### Challenge
Could you render the lines from the one containing "Could you kindly indicate each instance of the dark jacket" through the one containing "<point>525,183</point>", both included, as a JSON list of strings with one string per line and blank lines omitted?

### Information provided
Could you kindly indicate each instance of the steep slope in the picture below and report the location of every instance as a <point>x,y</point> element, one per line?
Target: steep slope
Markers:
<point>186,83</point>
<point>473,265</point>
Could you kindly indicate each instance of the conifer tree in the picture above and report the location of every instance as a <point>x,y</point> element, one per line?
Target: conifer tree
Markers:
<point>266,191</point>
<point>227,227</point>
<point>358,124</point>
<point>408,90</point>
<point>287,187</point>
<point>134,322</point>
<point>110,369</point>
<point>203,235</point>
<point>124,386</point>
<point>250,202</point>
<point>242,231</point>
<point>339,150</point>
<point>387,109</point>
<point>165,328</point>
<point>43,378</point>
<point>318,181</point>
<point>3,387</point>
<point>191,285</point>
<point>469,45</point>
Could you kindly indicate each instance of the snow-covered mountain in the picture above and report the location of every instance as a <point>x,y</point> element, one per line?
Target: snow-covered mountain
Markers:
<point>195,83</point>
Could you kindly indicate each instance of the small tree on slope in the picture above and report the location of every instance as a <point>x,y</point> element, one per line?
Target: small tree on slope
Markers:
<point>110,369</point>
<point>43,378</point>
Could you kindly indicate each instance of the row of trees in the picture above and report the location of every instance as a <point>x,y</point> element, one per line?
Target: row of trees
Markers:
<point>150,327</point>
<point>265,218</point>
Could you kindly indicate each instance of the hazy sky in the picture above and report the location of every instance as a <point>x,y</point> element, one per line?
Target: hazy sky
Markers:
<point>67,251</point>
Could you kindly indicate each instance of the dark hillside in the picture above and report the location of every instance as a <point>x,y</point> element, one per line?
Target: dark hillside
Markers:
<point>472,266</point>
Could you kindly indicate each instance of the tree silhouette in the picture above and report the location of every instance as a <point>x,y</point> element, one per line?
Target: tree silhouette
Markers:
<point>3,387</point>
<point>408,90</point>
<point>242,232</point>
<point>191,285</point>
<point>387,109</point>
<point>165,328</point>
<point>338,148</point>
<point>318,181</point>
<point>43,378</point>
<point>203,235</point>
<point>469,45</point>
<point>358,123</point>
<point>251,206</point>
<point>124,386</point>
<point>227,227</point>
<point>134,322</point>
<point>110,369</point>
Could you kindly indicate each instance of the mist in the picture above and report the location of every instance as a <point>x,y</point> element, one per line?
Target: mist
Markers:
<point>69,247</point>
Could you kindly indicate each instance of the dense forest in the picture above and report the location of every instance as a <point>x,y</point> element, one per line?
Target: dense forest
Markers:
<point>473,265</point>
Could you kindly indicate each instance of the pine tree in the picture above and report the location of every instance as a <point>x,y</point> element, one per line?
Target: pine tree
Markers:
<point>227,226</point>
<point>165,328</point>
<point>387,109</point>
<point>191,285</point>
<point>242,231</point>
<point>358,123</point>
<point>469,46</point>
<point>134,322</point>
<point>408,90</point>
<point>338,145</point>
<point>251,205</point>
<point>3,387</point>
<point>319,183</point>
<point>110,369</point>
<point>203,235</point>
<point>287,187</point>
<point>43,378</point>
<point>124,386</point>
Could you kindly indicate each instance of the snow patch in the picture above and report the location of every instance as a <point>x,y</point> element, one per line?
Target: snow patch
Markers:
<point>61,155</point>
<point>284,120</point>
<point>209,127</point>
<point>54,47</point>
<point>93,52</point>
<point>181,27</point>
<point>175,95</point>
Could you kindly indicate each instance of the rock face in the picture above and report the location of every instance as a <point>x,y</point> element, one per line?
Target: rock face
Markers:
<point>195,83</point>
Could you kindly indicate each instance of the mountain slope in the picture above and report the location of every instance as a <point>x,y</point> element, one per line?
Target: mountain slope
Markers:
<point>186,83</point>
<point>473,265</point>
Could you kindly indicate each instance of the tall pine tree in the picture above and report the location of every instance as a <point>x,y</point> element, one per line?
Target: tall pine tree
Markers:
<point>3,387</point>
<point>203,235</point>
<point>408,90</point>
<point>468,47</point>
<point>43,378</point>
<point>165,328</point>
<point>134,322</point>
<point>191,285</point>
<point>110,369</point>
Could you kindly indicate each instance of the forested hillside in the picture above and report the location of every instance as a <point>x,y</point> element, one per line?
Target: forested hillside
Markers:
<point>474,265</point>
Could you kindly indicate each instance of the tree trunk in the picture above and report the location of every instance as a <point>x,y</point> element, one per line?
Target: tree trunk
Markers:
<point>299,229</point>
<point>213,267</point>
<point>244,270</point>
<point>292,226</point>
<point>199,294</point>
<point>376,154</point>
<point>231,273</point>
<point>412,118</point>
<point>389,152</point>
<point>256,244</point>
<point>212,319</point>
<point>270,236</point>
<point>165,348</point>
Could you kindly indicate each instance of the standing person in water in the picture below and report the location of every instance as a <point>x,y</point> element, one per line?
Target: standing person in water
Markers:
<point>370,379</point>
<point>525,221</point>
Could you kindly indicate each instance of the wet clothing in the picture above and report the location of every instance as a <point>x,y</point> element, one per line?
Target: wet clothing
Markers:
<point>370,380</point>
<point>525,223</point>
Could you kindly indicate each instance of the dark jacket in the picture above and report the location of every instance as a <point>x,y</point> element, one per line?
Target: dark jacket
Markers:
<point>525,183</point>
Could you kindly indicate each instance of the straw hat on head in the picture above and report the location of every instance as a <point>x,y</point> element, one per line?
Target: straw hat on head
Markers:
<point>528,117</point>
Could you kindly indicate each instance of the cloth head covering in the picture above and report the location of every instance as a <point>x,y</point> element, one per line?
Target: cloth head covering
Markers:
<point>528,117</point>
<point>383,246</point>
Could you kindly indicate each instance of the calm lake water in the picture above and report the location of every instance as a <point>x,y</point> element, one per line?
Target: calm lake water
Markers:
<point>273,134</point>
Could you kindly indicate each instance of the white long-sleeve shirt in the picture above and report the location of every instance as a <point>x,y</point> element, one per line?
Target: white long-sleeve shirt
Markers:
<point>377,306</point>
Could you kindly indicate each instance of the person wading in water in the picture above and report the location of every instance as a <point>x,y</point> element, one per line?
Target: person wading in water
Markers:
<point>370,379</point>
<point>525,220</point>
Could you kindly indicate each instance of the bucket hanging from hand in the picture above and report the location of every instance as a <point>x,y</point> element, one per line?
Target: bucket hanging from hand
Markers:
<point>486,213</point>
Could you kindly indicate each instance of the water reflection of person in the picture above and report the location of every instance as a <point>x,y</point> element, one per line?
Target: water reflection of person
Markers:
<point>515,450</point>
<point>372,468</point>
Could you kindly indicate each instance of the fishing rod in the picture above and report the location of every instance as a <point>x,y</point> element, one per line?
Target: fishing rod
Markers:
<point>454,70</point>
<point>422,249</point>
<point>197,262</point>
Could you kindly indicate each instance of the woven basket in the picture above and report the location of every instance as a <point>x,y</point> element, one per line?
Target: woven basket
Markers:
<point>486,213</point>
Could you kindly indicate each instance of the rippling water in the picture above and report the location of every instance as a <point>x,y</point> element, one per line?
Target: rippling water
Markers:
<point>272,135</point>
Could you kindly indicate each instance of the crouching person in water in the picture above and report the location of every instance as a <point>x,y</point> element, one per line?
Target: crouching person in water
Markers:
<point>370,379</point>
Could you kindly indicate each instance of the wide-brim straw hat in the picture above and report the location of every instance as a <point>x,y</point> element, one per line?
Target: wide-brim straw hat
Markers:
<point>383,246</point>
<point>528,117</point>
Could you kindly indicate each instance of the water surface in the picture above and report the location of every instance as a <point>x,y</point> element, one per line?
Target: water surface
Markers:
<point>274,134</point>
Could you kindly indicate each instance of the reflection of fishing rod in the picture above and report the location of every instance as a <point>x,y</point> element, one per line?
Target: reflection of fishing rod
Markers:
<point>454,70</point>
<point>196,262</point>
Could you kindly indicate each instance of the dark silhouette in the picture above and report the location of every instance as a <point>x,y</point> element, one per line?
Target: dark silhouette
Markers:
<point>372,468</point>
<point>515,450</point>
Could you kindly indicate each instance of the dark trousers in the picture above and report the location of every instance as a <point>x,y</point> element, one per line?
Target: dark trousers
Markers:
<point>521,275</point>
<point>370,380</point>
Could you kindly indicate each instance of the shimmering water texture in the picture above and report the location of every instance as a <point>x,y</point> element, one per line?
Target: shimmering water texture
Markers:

### Exercise output
[
  "Could you kindly indicate each instance of the dark jacket in the picture above and report the location of every instance as a <point>x,y</point> element, one per line?",
  "Target: dark jacket",
  "Markers:",
  "<point>525,183</point>"
]